--- Aim of the exercise ---
Render the part of the records that opens with the line containing "in red polo" and closes with the line containing "point(688, 328)" as a two-column CSV with the headers text and answer, one row per record. Put each value in a single quoted field, with its line breaks replaced by spaces.

▼

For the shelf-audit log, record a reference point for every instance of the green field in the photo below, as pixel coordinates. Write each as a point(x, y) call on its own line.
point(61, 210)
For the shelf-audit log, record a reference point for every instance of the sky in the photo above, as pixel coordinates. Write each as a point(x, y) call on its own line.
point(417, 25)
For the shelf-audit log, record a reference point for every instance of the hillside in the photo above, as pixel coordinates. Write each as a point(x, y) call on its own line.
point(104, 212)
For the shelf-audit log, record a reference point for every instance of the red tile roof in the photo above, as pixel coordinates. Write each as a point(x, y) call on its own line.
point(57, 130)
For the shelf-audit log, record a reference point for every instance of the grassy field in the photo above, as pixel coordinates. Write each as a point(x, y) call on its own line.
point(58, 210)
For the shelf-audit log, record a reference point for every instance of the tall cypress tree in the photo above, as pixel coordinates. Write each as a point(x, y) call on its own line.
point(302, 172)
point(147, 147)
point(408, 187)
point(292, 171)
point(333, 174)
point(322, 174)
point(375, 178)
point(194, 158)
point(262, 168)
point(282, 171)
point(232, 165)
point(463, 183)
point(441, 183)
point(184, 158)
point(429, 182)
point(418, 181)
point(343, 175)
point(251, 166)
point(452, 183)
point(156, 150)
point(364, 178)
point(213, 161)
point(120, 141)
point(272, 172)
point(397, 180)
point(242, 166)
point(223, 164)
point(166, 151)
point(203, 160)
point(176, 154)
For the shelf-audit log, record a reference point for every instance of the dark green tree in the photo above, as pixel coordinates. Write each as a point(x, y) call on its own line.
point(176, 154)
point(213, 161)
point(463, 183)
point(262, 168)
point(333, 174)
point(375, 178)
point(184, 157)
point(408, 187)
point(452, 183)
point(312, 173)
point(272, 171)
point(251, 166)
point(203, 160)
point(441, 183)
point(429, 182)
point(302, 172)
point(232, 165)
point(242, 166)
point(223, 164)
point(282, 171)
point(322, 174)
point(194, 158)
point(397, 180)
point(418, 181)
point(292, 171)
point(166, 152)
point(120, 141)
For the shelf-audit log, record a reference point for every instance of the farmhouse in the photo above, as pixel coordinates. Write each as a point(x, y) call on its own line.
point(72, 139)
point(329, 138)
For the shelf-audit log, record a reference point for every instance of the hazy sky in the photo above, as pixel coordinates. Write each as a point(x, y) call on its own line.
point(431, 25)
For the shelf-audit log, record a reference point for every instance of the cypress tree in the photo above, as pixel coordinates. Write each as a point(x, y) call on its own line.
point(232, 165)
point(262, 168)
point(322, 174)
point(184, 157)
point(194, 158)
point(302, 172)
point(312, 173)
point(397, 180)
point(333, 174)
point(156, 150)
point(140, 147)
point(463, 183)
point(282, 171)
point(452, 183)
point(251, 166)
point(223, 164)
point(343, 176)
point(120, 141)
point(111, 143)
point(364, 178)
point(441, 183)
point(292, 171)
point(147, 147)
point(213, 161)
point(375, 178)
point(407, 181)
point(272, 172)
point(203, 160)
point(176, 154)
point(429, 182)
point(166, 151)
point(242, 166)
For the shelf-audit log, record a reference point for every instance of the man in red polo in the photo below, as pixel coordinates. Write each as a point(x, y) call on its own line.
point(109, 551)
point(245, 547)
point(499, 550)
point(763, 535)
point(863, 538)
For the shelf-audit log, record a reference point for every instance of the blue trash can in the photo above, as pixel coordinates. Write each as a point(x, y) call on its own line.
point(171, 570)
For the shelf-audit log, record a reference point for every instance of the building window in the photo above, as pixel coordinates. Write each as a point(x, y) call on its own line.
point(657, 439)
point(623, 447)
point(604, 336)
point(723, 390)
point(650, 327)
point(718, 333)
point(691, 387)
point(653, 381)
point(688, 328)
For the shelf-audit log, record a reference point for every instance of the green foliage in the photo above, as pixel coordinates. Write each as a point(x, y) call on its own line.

▲

--- Written solution ---
text,answer
"For the shelf-audit log, record a reference point for every instance of the man in red polo in the photo below, as pixel coordinates. Write each as a point(x, y) call on its own line.","point(109, 551) point(245, 547) point(499, 550) point(763, 535) point(863, 538)"
"For the shelf-audit log, record a reference point for every instance of the blue trash can in the photo above, as pixel coordinates. Write each as a point(x, y) call on its own line.","point(171, 570)"
"For the shelf-audit log, record a reference point for every instance of the building window in the photo above, as pixel coordinates. Write each as a point(x, y) call on its own line.","point(657, 439) point(623, 447) point(604, 336) point(723, 390) point(650, 327) point(718, 333) point(691, 387) point(653, 381) point(688, 328)"